» **Excerpt to read**

The Selfish mining attack against blockchain protocols was discovered and formalized in 2013 by Eyal and Sirer (also see our blog post). The Bitcoin community has mentioned similar types of attacks in 2010. This attack remains a vulnerability of all operational blockchains we are aware of. For Bitcoin’s blockchain algorithm (under reasonable network assumptions), a coalition controlling over 1/4 of the mining power can improve its revenue using this attack. The situation is even worse if we consider more powerful attacks (see Sapirshtein, Sompolinsky, Zohar, Heilman et al., and Nakak et al.).
Pass and Shi’s Fruitchain is the state of the art in this context. Given the Fruitchain reward mechanism, the authors suggest a strategy that even with coalitions of almost 50%, any other strategy can only increase the coalition’s utility by a negligible amount. However, we show that a simple deviation from the suggested strategy is always at least as profitable as the suggested strategy. Thus, it is strictly better for miners, of any size, not to follow the suggested strategy. Even worse, if all miners deviate in this way, the system may become unstable.
Colordag: An Incentive-Compatible Reward Scheme
We present Colordag, a novel blockchain reward scheme that is joint work with our co-authors Danny Dolev and Joe Halpern. Given the Colordag reward structure, we provide an equilibrium strategy that is almost always a best response, even with coalitions of almost 50%. Unlike Fruitchain’s suggested strategy where deviation is always at least as profitable as good behavior, the deviation from the Colordag suggested strategy is almost always strictly less profitable.
Colordag utilizes three techniques to achieve strong incentives for equilibrium. In this post, we briefly explain the intuition behind those techniques. Our Technical Report details all three and the formal proof and analysis.
Colordag forms a directed acyclic graph (dag), where every block has multiple parents. Using dags was suggested in several other works for increasing throughput. Here our goal is different – to incentivize playing the suggested strategy via mechanism design. While our protocol may generate a dag that might be wide, we use new techniques to incentivize the formation of a single longest chain with as few bifurcations as possible. This longest chain is the one that determines the order of transactions.

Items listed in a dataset
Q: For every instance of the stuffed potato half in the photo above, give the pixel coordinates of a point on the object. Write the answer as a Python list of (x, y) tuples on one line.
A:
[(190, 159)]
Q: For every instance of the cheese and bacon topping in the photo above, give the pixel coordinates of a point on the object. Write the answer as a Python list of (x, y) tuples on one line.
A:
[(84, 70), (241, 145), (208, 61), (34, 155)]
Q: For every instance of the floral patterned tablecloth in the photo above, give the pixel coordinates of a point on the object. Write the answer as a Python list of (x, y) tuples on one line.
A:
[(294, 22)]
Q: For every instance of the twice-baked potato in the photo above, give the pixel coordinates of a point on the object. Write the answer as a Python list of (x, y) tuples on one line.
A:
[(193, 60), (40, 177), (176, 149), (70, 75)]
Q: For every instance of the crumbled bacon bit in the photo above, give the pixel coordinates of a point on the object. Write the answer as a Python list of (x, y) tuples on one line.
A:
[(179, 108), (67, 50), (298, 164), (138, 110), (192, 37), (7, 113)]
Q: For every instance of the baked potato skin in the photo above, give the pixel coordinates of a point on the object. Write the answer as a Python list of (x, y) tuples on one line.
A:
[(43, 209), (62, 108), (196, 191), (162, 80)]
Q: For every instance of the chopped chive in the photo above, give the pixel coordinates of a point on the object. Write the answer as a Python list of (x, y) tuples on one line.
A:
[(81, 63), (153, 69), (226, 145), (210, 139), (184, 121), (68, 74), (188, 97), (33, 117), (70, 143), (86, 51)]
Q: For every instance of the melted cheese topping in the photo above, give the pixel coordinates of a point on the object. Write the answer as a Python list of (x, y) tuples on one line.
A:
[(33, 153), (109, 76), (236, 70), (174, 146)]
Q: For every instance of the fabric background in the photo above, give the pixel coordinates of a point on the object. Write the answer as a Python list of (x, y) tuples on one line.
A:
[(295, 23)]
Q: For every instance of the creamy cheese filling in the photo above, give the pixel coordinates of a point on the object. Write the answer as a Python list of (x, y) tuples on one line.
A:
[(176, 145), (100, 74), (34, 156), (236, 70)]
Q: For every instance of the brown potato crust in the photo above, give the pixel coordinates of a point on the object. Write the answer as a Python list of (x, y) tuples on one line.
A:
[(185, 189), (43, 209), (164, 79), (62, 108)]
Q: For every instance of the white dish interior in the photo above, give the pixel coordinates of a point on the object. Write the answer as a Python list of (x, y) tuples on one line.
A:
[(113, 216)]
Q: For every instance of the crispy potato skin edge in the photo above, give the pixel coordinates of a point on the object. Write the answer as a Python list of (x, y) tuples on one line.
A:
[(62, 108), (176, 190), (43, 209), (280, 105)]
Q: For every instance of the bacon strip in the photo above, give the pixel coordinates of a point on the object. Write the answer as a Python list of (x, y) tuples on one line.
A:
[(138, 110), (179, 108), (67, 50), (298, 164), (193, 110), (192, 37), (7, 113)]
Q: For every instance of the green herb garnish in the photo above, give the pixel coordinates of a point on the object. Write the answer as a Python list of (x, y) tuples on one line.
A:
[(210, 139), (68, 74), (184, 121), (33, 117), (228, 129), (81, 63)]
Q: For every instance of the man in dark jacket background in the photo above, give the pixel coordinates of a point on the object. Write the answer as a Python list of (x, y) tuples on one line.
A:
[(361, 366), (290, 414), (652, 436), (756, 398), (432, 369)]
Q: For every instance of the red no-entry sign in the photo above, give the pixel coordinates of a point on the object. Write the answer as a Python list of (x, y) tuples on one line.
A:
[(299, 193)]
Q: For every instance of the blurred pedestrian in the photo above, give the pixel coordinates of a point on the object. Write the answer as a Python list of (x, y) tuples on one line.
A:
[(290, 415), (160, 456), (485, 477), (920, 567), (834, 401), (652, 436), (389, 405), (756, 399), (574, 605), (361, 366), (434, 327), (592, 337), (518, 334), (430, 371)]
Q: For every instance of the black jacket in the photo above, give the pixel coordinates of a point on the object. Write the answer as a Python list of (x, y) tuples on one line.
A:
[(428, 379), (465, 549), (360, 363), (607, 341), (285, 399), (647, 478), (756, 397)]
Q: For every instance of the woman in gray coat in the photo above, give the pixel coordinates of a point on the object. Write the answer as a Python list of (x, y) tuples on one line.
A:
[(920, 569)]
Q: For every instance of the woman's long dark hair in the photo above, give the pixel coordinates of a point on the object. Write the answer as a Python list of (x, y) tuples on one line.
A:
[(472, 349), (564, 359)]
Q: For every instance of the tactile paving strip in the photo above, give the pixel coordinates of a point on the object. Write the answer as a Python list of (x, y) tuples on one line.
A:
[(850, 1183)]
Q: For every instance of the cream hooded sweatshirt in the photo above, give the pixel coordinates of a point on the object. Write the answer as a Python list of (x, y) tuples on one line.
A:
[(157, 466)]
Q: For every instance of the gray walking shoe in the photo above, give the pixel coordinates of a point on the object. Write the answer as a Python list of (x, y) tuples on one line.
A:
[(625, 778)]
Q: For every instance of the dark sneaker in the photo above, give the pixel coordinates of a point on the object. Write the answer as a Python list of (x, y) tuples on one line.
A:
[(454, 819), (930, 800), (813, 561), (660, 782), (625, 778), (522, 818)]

» **Task requirements**
1 > In the listing, copy out word for word everything from the line containing "Q: For every instance of the chopped" down to the line containing "[(33, 153), (109, 76), (236, 70), (174, 146)]", including both of those lines.
2 > Pick up the passage on the Colordag blockchain reward scheme where it stops, and write what comes next.

» **Written responses**
1 >
Q: For every instance of the chopped chive in the photo above, give the pixel coordinates of a point on the object. Write the answer as a Python list of (x, y) tuples on one line.
A:
[(81, 63), (153, 69), (226, 145), (210, 139), (184, 121), (68, 74), (188, 97), (33, 117), (70, 143), (86, 51)]
Q: For every instance of the melted cheese topping in the photo above, give the pixel coordinates of a point on the object. Write the answer as a Python list of (x, y) tuples on one line.
A:
[(33, 153), (109, 76), (236, 70), (174, 146)]

2 >
Technique 1: Random Coloring
Like Bitcoin and subsequent protocols, Colordag uses the longest chain to identify the series of blocks generated with more mining power. However, occasionally forks form naturally due to network latency (hundreds of such forks happen on Ethereum each day) and slow the chain extension. The first challenge is thus handling the advantage of an attacker with consolidated mining power and no natural forking. Such an attacker has an advantage in generating a long chain over honest players: she doesn’t “lose” blocks in forks.
To reduce the adversary’s advantage, we introduce a novel random coloring technique: each block is assigned a color, actually a number chosen uniformly at random in some range (0, …, k-1). Technically, the color is calculated by hashing the block’s hash (which includes the PoW hash) and taking, e.g., the MSB. This way, a miner cannot change the color of a block once generated, and cannot bias the color of the block (except with negligible probability).
To define the reward structure, we consider the graph minors for the full dag induced by the random coloring. A minor is derived from the dag by taking all vertices of a certain color, and placing an edge between two vertices if there is a directed path between them that does not include another block of that color (see example below). For each such minor, the probability of a fork is much smaller than in the full graph, and we can make it arbitrarily smaller by increasing the number of colors. Note that the number of colors does not affect the block generation rate.
Random coloring reduces the probability of naturally occurring forks between honest miners, thus eliminating a main advantage of an attacker with consolidated mining power. In a way, it provides similar advantages as Prism while maintaining just one chain.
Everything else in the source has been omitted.